■ Поставленная задача:
Воспроизведите дословно отрывок из беседы, начиная со слов «К. ЛАРИНА: Конечно» и заканчивая словами «этой демонстрации опубликовала.» включительно.

А. ХАЗАНОВА: Спрашивали. На самом деле для них было абсолютным откровением, что это документ. Что это не сочиненная проза, не драматургия — это документ, который собран в один большой монолог. Действительно, поверить, что это происходит в стране и происходит если не в каждодневном режиме, то действительно очень часто — это шок на самом деле. Когда это собрано в такой концентрат, это еще сильнее действует. Потому что это разные истории, разные слова очень разных женщин, которые в результате выстраиваются в один большой текст, который является документом и свидетельством того, что действительно происходит, насколько страх и боязнь потерять власть, боязнь даже просто услышать какую-то критику в свой адрес — насколько она приводит к деградации. И приводит, к сожалению, к деградации системы, которая вообще-то призвана защищать людей и восстанавливать справедливость. И мы видим, насколько это сейчас, как в какой-нибудь книжке про Гарри Поттера, деформировано и действительно уже напоминает какую-то фантастику. Тем не менее, приходится признать, что это реальность, в которой, в общем, мы живем.
К. ЛАРИНА: Конечно же, неслучайна эта рифма с 1968 годом. Я вот не знала, что в ткани спектакля есть еще и эта тема. Вот буквально несколько дней назад, когда умер Виктор Файнберг, один из участников этой акции, я тоже сделала такой большой пост, где как раз фрагменты последних слов на судебном процессе участников этой демонстрации опубликовала.

■ Исходные записи:
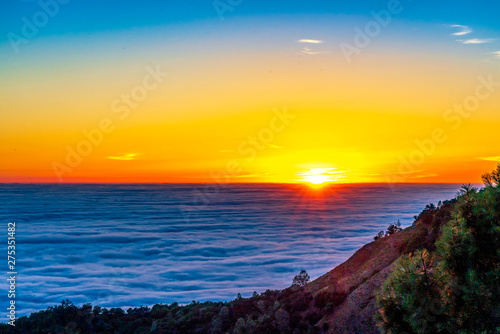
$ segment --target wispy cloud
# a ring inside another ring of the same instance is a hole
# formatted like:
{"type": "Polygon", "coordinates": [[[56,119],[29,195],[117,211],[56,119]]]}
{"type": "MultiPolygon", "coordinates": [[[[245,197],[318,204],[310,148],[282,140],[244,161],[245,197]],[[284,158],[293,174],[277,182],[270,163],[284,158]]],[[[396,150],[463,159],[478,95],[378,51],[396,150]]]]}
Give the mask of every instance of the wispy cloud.
{"type": "Polygon", "coordinates": [[[463,36],[463,35],[470,34],[472,32],[471,28],[469,28],[468,26],[460,25],[460,24],[452,24],[452,25],[450,25],[450,27],[460,29],[460,31],[454,32],[452,34],[454,36],[463,36]]]}
{"type": "Polygon", "coordinates": [[[129,160],[134,160],[137,155],[138,155],[137,153],[128,153],[124,155],[107,157],[107,159],[129,161],[129,160]]]}
{"type": "Polygon", "coordinates": [[[311,48],[302,49],[302,53],[306,55],[317,55],[322,53],[330,53],[329,51],[313,51],[311,48]]]}
{"type": "Polygon", "coordinates": [[[323,44],[323,41],[317,39],[299,39],[299,43],[310,43],[310,44],[323,44]]]}
{"type": "Polygon", "coordinates": [[[457,42],[460,42],[462,44],[485,44],[485,43],[491,43],[495,40],[495,38],[472,38],[472,39],[466,39],[466,40],[457,40],[457,42]]]}
{"type": "Polygon", "coordinates": [[[486,160],[486,161],[500,161],[500,157],[481,157],[478,159],[479,160],[486,160]]]}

■ Письменное решение:
К. ЛАРИНА: Конечно же, неслучайна эта рифма с 1968 годом. Я вот не знала, что в ткани спектакля есть еще и эта тема. Вот буквально несколько дней назад, когда умер Виктор Файнберг, один из участников этой акции, я тоже сделала такой большой пост, где как раз фрагменты последних слов на судебном процессе участников этой демонстрации опубликовала.